→ YOUR GOAL:
Rescale the records below by writing out every line again, requests included. Multiply each point coordinate in the answers by 2.55 and round it to a whole number, with halves rounded up, and leave the pictures out.

→ GIVEN INFORMATION:

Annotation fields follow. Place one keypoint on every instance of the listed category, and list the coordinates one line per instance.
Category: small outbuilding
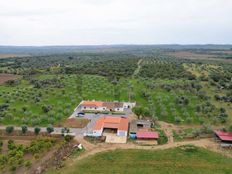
(224, 137)
(147, 135)
(136, 125)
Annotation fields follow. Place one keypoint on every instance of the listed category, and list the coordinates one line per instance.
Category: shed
(147, 135)
(224, 136)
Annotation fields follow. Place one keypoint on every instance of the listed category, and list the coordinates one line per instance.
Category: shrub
(50, 129)
(27, 163)
(9, 129)
(24, 129)
(37, 130)
(68, 138)
(163, 139)
(177, 120)
(11, 145)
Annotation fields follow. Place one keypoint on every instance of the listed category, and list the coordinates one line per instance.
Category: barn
(224, 137)
(114, 128)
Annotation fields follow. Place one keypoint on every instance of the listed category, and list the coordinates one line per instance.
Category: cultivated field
(6, 77)
(185, 159)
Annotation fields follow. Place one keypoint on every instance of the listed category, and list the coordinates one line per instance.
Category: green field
(26, 102)
(25, 109)
(171, 161)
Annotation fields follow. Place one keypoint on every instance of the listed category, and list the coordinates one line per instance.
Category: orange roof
(92, 103)
(119, 123)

→ ANSWER TO THIS PROBLEM:
Annotation fields follow. Place one keypoint on every instance of the listed category, and list the coordinates one line per instance.
Category: small outbuilding
(571, 349)
(375, 344)
(347, 319)
Annotation fields follow. Place one keypoint on every instance of the listed category, and list the coordinates one line per instance.
Category: shed
(375, 344)
(571, 347)
Annotation fields follow. Place one keypoint on every instance of the listed category, and list the coordinates one line per instance.
Category: shrub
(128, 329)
(69, 416)
(23, 329)
(61, 329)
(94, 332)
(173, 352)
(416, 354)
(451, 306)
(28, 370)
Annotation fields follow. Place one keypoint on every instance of the listed category, and list the coordinates one line per instance.
Category: barn
(571, 349)
(291, 326)
Annotation fields follow. Place one keypoint on every instance of the listed category, and list the coordinates one line per instance.
Category: cultivated field
(15, 196)
(472, 405)
Annotation fields follow. Place one keypoint on every instance of the listed category, and list the coordinates one line per instance.
Category: green field
(66, 260)
(64, 278)
(436, 411)
Annotation fields follow. Place one keypoint on every instance of the listed category, and list the coordinates one line per instance.
Category: orange roof
(235, 263)
(303, 314)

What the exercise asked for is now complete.